[Start Recorded data]

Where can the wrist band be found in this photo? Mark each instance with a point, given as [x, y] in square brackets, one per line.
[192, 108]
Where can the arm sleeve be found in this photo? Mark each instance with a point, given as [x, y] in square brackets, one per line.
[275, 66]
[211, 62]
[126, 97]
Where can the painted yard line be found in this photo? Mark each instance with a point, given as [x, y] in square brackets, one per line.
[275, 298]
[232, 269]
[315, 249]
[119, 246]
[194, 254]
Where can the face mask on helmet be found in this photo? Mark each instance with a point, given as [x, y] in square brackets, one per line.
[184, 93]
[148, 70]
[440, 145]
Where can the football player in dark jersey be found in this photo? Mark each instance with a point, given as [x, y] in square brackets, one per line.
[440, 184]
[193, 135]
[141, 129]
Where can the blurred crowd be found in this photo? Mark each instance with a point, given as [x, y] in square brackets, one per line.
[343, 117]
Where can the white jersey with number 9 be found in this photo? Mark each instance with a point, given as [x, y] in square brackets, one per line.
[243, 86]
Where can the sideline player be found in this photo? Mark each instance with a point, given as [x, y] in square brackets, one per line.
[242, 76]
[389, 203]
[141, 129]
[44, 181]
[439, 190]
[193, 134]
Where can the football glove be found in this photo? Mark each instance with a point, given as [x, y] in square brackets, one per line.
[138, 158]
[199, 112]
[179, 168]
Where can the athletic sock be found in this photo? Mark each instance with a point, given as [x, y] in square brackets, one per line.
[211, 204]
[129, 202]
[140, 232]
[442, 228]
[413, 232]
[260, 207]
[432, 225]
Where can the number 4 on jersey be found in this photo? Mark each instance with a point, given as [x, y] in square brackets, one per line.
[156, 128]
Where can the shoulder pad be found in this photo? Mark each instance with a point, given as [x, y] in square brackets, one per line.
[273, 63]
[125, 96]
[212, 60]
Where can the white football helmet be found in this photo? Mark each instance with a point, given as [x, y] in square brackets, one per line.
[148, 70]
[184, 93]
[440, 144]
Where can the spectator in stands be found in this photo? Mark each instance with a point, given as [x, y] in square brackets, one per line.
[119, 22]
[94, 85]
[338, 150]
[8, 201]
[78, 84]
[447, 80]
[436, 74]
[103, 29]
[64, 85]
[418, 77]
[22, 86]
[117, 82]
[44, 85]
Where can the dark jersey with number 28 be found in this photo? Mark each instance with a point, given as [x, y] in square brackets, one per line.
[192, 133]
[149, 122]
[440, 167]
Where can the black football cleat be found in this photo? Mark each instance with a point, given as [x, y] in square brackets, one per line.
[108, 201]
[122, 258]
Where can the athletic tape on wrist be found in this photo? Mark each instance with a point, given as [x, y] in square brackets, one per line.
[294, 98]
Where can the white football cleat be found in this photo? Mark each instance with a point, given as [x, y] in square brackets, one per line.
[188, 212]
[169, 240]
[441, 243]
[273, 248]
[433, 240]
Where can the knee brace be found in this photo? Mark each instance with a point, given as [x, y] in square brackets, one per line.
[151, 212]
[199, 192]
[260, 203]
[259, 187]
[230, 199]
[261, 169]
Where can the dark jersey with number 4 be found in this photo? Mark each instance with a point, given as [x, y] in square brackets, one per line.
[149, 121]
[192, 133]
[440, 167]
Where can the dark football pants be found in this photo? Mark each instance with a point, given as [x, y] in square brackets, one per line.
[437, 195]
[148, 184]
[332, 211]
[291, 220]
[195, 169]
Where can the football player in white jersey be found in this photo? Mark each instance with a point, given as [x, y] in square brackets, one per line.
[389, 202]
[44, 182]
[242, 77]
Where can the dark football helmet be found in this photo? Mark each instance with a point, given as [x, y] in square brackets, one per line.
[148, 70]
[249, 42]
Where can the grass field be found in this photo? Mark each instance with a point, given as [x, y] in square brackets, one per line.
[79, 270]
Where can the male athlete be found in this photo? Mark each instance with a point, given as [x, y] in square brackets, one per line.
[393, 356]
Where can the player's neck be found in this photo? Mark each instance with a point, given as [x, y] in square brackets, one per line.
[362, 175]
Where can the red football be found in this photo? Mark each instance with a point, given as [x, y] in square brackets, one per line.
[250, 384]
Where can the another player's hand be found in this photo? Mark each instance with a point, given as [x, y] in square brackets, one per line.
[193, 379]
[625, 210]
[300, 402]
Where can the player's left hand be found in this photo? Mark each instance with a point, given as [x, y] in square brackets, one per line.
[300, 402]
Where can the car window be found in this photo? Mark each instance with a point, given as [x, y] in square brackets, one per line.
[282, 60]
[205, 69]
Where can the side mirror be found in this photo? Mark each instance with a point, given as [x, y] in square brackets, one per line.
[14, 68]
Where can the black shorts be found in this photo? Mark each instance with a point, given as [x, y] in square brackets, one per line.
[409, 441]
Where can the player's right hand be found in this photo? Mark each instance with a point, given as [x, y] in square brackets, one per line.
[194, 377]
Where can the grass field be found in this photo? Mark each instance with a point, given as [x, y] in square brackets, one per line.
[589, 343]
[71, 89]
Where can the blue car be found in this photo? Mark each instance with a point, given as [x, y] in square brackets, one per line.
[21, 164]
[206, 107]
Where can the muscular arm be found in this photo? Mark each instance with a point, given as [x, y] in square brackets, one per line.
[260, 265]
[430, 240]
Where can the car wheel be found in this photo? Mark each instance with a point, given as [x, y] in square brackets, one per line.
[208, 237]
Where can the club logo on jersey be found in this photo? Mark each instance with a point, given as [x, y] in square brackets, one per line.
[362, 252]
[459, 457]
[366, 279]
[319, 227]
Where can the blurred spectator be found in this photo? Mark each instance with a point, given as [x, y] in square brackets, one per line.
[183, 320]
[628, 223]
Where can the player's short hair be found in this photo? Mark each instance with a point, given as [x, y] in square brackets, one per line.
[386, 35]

[End Recorded data]

> _Exercise goal_
Exactly reproduce the material above.

> _Problem solution_
Where can the wrist band be found in this photo? Mark each instance with a point, given as [x, y] in square brackets, one per line.
[192, 108]
Where can the arm sleeve be found in this photo? Mark each instance with a point, given as [x, y] in square brackets, one per line.
[275, 66]
[211, 62]
[126, 97]
Where can the painted yard line be found in this photo? Mark each instance with a point, given as [x, y] in square brackets, one per line.
[275, 298]
[232, 269]
[315, 249]
[119, 246]
[194, 254]
Where can the face mask on helmet be found in this photo? Mark each instance with a point, given as [x, y] in square brackets, one per line.
[184, 93]
[148, 70]
[440, 145]
Where can the football player in dark jersey be found in this photo? Mark each instance with a point, given as [x, y] in square brackets, one per line.
[440, 184]
[193, 135]
[141, 129]
Where can the blurred crowd be found in this photo? Mark each instance with a point, given as [x, y] in square brackets, one per line.
[343, 117]
Where can the white jersey with number 9 be found in this photo? Mark each instance with a point, given as [x, y] in square brackets, one per line.
[243, 86]
Where can the sideline player be found in this photo? Mark each instance with a point, given as [x, y] in square brackets, one per line.
[242, 76]
[389, 203]
[141, 129]
[44, 181]
[439, 190]
[193, 134]
Where can the football glove be found in this photo? Mark each instance with a point, given as [x, y] in square brackets, one per line.
[138, 158]
[199, 112]
[179, 168]
Where can the athletic sock be found in this photo? Mark each instance with a point, given as [x, y] in square brackets, one per line.
[211, 204]
[129, 202]
[140, 232]
[442, 228]
[413, 232]
[260, 207]
[432, 225]
Where can the number 4 on jersey be found in this photo? Mark each instance with a point, given as [x, y] in square brackets, one per line.
[156, 128]
Where can the shoulder pad be found in this photo? Mark each instance with a point, given as [x, y] in square brackets, one per line.
[273, 63]
[125, 96]
[212, 60]
Where can the white football helmet be found in this photo? Mark each instance with a point, given as [x, y] in square brackets, one per line.
[148, 70]
[184, 93]
[440, 144]
Where can the spectator in stands be found in this photo? Mark each instance with a point, given as [x, y] in square brackets, one per line.
[119, 22]
[94, 85]
[338, 150]
[8, 201]
[78, 84]
[447, 80]
[436, 74]
[103, 29]
[64, 85]
[418, 77]
[22, 86]
[117, 82]
[44, 85]
Where can the dark jersey with number 28 be found in this photo? Mark each instance with a point, given as [x, y] in square brackets, one per line.
[192, 133]
[149, 122]
[440, 167]
Where can the black football cleat be found in this photo? Mark each instance with a point, given as [x, y] in square brackets, one per line.
[108, 201]
[122, 258]
Where can the athletic tape on wrist be found in this photo? Mark each instance with a point, given as [x, y] in square brackets, one per line.
[294, 98]
Where can the white football cleat be found in this photo? Mark each instance with a point, given as [x, y] in square brackets, one per line.
[188, 212]
[169, 240]
[441, 243]
[273, 248]
[433, 240]
Where can the knee brace be found in this photo? Mark each instance with a point, given as [x, y] in square brackets, one per line.
[151, 212]
[199, 192]
[260, 203]
[259, 187]
[230, 199]
[261, 169]
Where can the dark jersey with number 4 be found in this photo? Mark each instance with a point, given as [x, y] in square brackets, one per line.
[149, 121]
[192, 133]
[440, 167]
Where can the dark football pants be found in this photo? Mark each instance with a point, given as [x, y] in square brackets, one per line.
[437, 195]
[148, 184]
[332, 211]
[291, 220]
[195, 169]
Where can the football player in white jersey be found in this photo? Mark each instance with a point, given as [x, y] in square brackets, one per line.
[389, 202]
[44, 182]
[242, 77]
Where can the dark football helmet be found in this photo? Mark each instance with a point, given as [x, y] in square brackets, one per line.
[148, 70]
[249, 42]
Where can the grass field be found in this photo? Mark each instance with a point, given as [x, y] in square brackets, one per line.
[79, 270]
Where can the male athlete be found in this photo? Mark each instance with a point, given as [x, y] in square brackets, one per line.
[393, 356]
Where can the player's neck be found in this photo? Mark each instance with a point, given as [x, y] in square brackets, one per line.
[362, 175]
Where can the red football be found in this photo? Mark each instance with a point, given as [x, y] in square brackets, one per line.
[250, 384]
Where can the another player's hand be found in this photo? Mark each instance with a point, given as [x, y] in square brackets, one per line.
[193, 379]
[625, 210]
[300, 402]
Where can the player's left hand be found in this photo? Mark each instance with a point, given as [x, y] in square brackets, one per line.
[300, 402]
Where can the car window be found in this photo? Mark each instance with a point, given as [x, y] in square brackets, one per line.
[282, 60]
[205, 69]
Where can the side mirror be found in this photo? Mark each instance with a point, given as [x, y] in square brackets, one per line.
[14, 68]
Where can the black shorts be found in this photo? Mark each instance with a point, given as [x, y] in square brackets, one per line.
[409, 441]
Where can the player's right hand be found in this photo? Mark each instance with a point, given as [x, y] in square brackets, one per line.
[194, 377]
Where can the grass field be found in this photo? Mark each instance with a point, given as [x, y] in square brackets, one per line.
[589, 343]
[71, 89]
Where can the blue car be found in this photo? Mark each instance with a point, given as [x, y] in square brackets, one per line.
[21, 164]
[206, 107]
Where can the muscular arm be found in this photo? Mark each instance with a point, given as [x, y] in square brackets, one per line.
[260, 265]
[430, 240]
Where can the car wheel be found in this photo? Mark each instance with a point, given as [x, y] in square brackets, one per line.
[208, 237]
Where can the club logo on jersey be found in this photo? Mark each instance with a point, given as [x, y] in square brackets, one per line.
[362, 252]
[459, 457]
[366, 279]
[319, 227]
Where can the blurred spectator be found in this photo? Mark each instance with a point, given as [x, y] in square brackets, one per line.
[183, 320]
[628, 223]
Where can the player's short hair be found in this photo? Mark each instance with a point, given as [x, y] in square brackets, one per line.
[386, 35]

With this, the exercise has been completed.